*TEXT SEGMENT:*
================================
Given the emerging consensus that the development of cardiovascular disease in adulthood is preceded by metabolic changes occurring in childhood, and considering interspecies and interindividual differences in concentration–response assessment and different exposure conditions, it is important to identify the risk associated with exposure to PFAS in this population. Because both childhood and adolescence are distinguished by marked changes in growth, sexual maturity and hormonal secretion, the risk of endocrine disruption by extrinsic agents may differ during these life phases [10]. Furthermore, the number of underlying factors (e.g., prevalent chronic or acute disease or medication use) confounding the associations between environmental exposure and potential health consequences in children and adolescents is likely to be smaller in this population and is worthy of further insight.
Between the late 1960s and 2013, residents of 30 municipalities across the provinces of Vicenza, Padova and Verona in the Veneto Region (north-eastern Italy), labelled as Red Area, were exposed to high concentrations of PFAS, particularly PFOA, via contaminated drinking water from a manufacturing plant [3]. In this context, the objective of this study was to evaluate the associations between serum PFAS concentrations and various cardiometabolic traits (lipid profile, blood pressure, and body mass index) in a large group of highly exposed adolescents aged 14–19 years and children aged 8–11 years recruited as part of a community-based health surveillance program in Veneto Region, Italy [3].
================================
*ACTIVITY LIST:*
**A)** According to the passage on PFAS exposure, how many municipalities made up the area labelled as Red Area?
**B)** Reproduce the passage on PFAS exposure from "Given the emerging" up to and including "of further insight.".
Use only the passage on PFAS exposure above to answer.
================================
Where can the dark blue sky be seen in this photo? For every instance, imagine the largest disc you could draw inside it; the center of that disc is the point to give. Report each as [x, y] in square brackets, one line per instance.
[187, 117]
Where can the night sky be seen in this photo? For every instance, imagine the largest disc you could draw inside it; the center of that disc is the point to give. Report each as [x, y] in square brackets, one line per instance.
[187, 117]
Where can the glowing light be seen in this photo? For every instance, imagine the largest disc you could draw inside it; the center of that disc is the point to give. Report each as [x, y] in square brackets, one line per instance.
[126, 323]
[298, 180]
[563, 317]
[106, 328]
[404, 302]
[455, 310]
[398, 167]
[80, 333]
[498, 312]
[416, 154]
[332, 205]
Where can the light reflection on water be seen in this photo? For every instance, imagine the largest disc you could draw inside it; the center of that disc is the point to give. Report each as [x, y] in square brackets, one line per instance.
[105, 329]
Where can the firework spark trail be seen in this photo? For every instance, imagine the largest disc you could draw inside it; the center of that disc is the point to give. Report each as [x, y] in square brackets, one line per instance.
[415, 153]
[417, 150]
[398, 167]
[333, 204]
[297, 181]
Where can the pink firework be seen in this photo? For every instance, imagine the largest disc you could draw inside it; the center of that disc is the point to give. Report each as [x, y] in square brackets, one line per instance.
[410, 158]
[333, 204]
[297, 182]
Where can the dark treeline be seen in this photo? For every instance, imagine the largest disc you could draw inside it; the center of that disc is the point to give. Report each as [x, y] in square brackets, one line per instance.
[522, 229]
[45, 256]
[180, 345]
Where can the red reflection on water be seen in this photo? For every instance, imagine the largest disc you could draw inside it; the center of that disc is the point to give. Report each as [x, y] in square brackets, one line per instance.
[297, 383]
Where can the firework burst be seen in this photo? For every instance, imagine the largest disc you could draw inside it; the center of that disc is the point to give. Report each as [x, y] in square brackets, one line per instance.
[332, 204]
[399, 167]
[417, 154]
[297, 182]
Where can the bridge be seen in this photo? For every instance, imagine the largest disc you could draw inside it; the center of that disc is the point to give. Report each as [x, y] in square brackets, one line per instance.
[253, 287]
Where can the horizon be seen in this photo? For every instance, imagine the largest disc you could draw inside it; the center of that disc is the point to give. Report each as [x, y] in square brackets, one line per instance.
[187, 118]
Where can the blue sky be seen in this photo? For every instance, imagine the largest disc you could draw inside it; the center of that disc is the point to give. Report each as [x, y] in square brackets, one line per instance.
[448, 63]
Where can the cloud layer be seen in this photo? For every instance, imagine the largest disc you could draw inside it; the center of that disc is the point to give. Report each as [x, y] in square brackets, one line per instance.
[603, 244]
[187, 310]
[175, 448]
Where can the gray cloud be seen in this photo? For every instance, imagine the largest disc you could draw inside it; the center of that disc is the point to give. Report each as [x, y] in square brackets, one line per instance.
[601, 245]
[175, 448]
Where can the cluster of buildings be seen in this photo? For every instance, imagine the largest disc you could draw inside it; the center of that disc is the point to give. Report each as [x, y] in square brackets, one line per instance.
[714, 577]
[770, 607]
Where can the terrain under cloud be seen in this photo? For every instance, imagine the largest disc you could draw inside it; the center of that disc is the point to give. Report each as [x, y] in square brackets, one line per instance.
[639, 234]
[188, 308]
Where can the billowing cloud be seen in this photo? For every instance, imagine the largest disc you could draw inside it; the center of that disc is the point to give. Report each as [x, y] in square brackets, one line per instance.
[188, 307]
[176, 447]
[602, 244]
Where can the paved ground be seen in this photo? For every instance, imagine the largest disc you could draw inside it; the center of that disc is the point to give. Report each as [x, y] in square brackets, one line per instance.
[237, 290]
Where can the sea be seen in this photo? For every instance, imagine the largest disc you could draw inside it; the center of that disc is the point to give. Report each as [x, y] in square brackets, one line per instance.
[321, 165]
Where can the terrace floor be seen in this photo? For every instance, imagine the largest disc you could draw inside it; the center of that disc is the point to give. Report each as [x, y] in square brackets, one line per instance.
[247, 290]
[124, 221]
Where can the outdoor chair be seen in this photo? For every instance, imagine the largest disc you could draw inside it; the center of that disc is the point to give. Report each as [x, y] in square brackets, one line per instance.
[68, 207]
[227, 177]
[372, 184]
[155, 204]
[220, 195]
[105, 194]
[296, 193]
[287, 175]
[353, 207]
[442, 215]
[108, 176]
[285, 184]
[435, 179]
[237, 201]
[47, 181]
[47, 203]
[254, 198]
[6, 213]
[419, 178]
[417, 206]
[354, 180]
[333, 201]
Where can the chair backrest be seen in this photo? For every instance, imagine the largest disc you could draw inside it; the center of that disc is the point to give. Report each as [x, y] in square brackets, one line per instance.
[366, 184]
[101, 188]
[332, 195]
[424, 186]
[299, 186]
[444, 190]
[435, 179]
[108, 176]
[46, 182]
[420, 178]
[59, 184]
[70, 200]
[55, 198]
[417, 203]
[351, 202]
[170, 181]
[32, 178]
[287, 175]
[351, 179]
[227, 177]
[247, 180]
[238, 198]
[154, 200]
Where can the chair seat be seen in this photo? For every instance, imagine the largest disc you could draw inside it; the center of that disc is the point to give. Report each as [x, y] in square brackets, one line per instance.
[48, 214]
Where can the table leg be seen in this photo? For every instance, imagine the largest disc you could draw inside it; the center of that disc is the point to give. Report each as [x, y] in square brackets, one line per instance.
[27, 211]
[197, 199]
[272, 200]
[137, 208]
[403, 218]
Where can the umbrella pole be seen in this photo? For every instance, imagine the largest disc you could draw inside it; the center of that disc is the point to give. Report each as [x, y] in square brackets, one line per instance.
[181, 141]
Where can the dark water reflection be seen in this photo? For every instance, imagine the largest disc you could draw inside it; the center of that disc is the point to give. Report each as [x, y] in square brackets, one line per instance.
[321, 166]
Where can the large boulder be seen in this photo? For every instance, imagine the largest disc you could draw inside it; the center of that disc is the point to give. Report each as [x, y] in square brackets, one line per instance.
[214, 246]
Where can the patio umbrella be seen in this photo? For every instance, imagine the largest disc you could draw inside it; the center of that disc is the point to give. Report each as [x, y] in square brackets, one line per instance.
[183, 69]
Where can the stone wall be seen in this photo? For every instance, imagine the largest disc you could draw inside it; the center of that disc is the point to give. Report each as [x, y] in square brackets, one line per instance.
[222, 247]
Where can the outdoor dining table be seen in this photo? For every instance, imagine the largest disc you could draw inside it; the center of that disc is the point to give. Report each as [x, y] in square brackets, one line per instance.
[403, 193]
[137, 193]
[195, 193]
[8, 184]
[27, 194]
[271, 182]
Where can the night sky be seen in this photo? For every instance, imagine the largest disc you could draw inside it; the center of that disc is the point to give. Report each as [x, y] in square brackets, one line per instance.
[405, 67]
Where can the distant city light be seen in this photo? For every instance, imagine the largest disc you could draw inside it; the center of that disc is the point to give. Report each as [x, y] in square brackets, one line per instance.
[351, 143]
================================
*ANSWERS FOR THIS EXERCISE:*
**A)** 30 municipalities.

**B)**
Given the emerging consensus that the development of cardiovascular disease in adulthood is preceded by metabolic changes occurring in childhood, and considering interspecies and interindividual differences in concentration–response assessment and different exposure conditions, it is important to identify the risk associated with exposure to PFAS in this population. Because both childhood and adolescence are distinguished by marked changes in growth, sexual maturity and hormonal secretion, the risk of endocrine disruption by extrinsic agents may differ during these life phases [10]. Furthermore, the number of underlying factors (e.g., prevalent chronic or acute disease or medication use) confounding the associations between environmental exposure and potential health consequences in children and adolescents is likely to be smaller in this population and is worthy of further insight.